## begin EXCERPT PROVIDED
VALLETTA, MALTA – In late 2013, a 31-year-old American, Christopher Catrambone, and his Italian wife Regina were celebrating their success in life and business. He had had a stellar year with his insurance company in Malta – and a relaxing charter cruise in the Mediterranean was just what they wanted. But a disturbing sight – a child’s jacket floating on the water – interrupted the couple’s idyllic cruise. The captain casually mentioned that it was most likely all that was left of a recently drowned migrant off the coast of Lampedusa.
This mental image deeply disturbed the Catrambones and they immediately looked into what was being done about the deaths that occurred at sea. What they discovered shocked them. European governments had invested more on protecting their borders than rescuing stranded people at sea and had little interest in dealing with the flood of refugees coming from Africa and Turkey until these people managed to reach European shores. When they did respond to distress calls, they were often too late and ill equipped.
Cantrambone made what would seem to most a drastic decision. He used his own funds to purchase a battered fishing vessel called the Phoenix and converted it into a rescue vessel – aided by large unmanned drones resembling helicopters to spot boats in distress. He set sail with a crew of seasoned search and rescue professionals. He began saving lives immediately.
The next year the rate of arrivals was much greater than he could deal with using his small vessel. So he appealed to the world though crowdfunding to help save lives at sea. Donations began pouring in.
The Migrant Offshore Aid Station (MOAS) charity was born and the team invited global media outlets on board to witness firsthand what was happening off the coast of Libya. Within weeks, people across the world start to take notice of the images of hundreds of desperate people aboard unseaworthy boats, screaming for help along the central Mediterranean route.
Over 2015, upward of 1 million people would traverse the Mediterranean – and more than 3,000 would be recorded as having died while attempting the treacherous crossing. If were not for MOAS, the deaths would have been higher. Now European navies, coast guards, commercial mariners, pleasure boaters and NGOs are more concertedly working to reduce the losses of life in the central Mediterranean, still deemed the deadliest crossing.
It is important to note that MOAS was not set up to point fingers, promote a special agenda or engage in ideological battles with other stakeholders. Human traffickers were cramming hundreds of desperate people – who had forked out their life savings – onto shoddy boats. The shipboard migrants’ only hopes if their boats failed were commercial ships or the Italian Coast Guard.
In 2015, the European Union (EU) decided that it would keep its ships closer to the coast in order not to encourage migrants. It didn’t work. People continued to arrive. MOAS set sail again in May to rescue people. “No One Deserves To Die At Sea” was their slogan. The results were clear for everyone to see and emulate.
After a number of disasters in which commercial ships and small coast guard boats attempted rescues, the EU relented and sent ships to the Bouri Oil Fields area, 70 miles (110km) from the Libyan coastline. Later Doctors Without Borders (Medecins sans Frontieres – MSF) and other NGOs would charter or buy boats. MOAS led by example.
## end EXCERPT PROVIDED
## begin EXCERPTED RECORDS
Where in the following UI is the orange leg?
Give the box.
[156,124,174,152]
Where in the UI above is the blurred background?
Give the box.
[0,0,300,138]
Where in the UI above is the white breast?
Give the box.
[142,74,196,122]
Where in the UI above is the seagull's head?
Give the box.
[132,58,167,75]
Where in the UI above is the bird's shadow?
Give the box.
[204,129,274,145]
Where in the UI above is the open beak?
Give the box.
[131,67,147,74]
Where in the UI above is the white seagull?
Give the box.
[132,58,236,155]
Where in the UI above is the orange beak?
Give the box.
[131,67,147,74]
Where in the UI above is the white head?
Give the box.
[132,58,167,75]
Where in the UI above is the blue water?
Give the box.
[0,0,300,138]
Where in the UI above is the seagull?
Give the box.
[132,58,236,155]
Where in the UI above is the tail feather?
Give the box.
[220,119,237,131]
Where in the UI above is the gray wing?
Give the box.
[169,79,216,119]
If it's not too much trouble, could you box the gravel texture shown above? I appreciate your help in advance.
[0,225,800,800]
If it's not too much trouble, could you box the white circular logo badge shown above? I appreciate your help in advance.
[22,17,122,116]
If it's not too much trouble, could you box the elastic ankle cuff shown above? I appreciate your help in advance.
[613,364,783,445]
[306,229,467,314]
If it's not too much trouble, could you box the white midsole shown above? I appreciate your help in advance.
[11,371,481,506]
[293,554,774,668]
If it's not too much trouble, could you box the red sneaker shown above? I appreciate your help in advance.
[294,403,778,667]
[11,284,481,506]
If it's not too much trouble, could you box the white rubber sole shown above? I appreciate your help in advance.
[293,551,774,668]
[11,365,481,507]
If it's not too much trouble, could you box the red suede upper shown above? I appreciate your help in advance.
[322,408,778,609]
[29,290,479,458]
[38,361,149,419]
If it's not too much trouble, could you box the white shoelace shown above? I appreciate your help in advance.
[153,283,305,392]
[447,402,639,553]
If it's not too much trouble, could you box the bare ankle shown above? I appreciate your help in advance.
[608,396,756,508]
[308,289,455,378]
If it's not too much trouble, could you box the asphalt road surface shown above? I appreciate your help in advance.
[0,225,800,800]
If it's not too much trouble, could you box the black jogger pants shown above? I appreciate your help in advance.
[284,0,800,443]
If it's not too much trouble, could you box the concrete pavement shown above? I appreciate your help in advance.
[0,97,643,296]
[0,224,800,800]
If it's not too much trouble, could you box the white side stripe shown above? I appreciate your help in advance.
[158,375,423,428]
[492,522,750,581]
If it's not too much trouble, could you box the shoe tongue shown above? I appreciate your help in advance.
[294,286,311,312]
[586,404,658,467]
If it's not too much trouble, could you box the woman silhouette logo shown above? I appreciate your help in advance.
## end EXCERPTED RECORDS
## begin EXCERPTED RECORDS
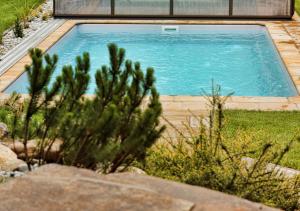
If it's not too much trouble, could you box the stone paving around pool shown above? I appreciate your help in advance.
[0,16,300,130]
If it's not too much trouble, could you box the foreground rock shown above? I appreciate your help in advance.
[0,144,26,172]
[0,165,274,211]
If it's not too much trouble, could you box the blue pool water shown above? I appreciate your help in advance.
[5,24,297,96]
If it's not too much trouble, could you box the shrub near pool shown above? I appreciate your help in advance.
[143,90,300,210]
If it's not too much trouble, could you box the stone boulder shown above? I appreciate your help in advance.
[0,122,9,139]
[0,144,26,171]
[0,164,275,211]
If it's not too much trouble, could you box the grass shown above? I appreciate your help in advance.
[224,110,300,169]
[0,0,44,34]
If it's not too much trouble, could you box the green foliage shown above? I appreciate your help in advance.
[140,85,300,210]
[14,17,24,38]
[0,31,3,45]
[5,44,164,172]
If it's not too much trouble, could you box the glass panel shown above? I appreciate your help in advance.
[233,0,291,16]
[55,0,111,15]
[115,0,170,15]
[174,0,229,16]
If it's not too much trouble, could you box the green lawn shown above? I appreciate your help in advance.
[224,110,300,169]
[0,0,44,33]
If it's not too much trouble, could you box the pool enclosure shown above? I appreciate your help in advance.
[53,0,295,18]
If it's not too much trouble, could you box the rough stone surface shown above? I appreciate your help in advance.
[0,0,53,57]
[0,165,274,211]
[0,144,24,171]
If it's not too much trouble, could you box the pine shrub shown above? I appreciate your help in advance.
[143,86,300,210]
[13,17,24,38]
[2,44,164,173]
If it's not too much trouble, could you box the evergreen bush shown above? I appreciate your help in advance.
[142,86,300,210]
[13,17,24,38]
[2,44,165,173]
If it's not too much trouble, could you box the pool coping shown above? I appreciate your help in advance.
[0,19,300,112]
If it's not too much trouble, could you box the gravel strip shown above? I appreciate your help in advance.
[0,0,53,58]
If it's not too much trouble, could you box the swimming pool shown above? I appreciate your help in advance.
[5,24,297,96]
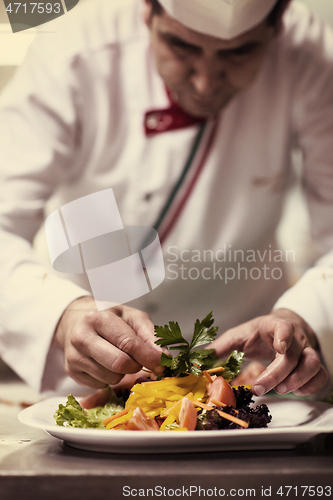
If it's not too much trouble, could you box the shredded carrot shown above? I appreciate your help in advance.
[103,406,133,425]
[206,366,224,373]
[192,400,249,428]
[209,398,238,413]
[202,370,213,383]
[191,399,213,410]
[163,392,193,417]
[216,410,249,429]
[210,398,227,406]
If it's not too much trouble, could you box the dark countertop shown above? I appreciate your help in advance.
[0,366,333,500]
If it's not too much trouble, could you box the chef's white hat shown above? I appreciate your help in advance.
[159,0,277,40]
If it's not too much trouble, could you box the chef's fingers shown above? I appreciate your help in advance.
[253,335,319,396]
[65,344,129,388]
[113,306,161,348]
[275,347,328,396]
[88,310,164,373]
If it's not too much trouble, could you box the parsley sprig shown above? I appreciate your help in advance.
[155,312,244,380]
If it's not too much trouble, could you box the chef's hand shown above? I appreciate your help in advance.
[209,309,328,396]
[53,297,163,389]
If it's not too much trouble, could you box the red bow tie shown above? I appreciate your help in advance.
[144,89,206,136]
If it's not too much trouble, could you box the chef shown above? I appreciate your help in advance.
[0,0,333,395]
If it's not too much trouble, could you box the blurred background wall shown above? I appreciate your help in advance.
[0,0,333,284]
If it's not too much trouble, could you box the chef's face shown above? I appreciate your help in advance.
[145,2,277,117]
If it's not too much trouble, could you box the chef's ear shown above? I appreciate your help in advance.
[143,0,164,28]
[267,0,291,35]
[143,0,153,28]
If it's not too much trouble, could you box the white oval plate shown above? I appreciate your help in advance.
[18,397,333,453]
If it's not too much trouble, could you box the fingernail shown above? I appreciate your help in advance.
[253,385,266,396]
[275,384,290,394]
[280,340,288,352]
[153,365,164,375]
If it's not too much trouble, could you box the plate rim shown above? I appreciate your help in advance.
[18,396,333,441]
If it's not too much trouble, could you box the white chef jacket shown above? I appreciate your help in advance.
## end EXCERPTED RECORDS
## begin EXCERPTED RECORDS
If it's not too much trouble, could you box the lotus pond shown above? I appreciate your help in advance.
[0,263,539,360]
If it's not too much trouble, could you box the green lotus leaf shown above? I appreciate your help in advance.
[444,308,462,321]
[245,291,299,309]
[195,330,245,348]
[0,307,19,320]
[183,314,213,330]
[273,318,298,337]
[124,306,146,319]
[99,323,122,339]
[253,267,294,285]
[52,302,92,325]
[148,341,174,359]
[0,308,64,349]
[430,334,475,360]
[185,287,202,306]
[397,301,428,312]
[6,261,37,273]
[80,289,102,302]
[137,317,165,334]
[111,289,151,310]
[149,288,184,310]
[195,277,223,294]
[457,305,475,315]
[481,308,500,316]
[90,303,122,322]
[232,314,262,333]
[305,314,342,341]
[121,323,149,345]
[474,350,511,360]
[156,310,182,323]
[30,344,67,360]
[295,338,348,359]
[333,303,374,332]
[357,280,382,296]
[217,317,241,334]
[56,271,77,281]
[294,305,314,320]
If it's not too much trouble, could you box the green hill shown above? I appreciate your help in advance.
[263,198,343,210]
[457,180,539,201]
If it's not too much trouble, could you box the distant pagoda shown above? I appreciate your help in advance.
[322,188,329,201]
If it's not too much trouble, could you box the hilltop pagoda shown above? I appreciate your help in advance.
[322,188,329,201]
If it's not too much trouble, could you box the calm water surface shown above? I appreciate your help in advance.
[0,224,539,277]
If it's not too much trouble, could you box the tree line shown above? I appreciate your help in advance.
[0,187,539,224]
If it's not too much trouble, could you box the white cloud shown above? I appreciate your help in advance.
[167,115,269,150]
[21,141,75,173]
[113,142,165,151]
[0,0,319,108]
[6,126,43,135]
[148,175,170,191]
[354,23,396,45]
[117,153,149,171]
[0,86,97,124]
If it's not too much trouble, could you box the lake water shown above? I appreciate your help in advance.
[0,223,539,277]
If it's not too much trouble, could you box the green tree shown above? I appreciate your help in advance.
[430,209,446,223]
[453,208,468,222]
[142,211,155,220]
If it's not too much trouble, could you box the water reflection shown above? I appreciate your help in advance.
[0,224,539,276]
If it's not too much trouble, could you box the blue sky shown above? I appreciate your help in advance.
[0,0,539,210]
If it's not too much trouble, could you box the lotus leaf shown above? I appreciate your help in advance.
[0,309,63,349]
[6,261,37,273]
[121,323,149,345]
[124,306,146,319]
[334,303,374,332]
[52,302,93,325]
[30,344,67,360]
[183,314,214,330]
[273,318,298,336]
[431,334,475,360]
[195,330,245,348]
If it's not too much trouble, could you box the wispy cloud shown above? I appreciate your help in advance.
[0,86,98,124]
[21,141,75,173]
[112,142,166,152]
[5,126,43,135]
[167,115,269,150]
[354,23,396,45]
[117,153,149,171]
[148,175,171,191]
## end EXCERPTED RECORDS
> PARTS OF THE EXERCISE
A - Answer these about the article on the MOAS rescue charity, one line each:
(i) What was the name of the battered fishing vessel that was bought and turned into a rescue vessel?
(ii) What slogan did MOAS sail under when it set out again in May?
(iii) How far from the Libyan coastline is the Bouri Oil Fields area?
B - List every group that the article on the MOAS rescue charity says is now working more concertedly to reduce the loss of life in the central Mediterranean.
C - Write the next part of the article about the MOAS rescue charity, picking up after its final sentence.

> ANSWERS FOR THE EXERCISE
A -
(i) The Phoenix.
(ii) "No One Deserves To Die At Sea."
(iii) 70 miles (110km).

B - European navies, coast guards, commercial mariners, pleasure boaters, NGOs

C -
MOAS’s success as a small but effective operation challenged the efficacy and moral stance of the EU response toward migrants and refugees arriving by sea.
Rescue of refugees and migrants in general has been uneven over the years. From the dark days when Italy worked with the Gaddafi regime in Libya in 2009 to push back migrants at sea, to Italy’s unilateral rescue mission called Mare Nostrum in early 2015 that mostly hugged the 12-mile (20km) coastal limit to today’s use of NATO ships in the Aegean on the Turkish side and EU rescue ships on the Greek side, the approach has been schizophrenic. The disagreement in Europe between southern nations, who receive a staggering majority of the arrivals, and the northern nations that are often the final destination for those arriving, has created a response that is wavering at best.
In 2014 a highly visible MOAS mission and the resulting global publicity “action-shamed” Europe and rallied other NGOs to committing resources into saving lives.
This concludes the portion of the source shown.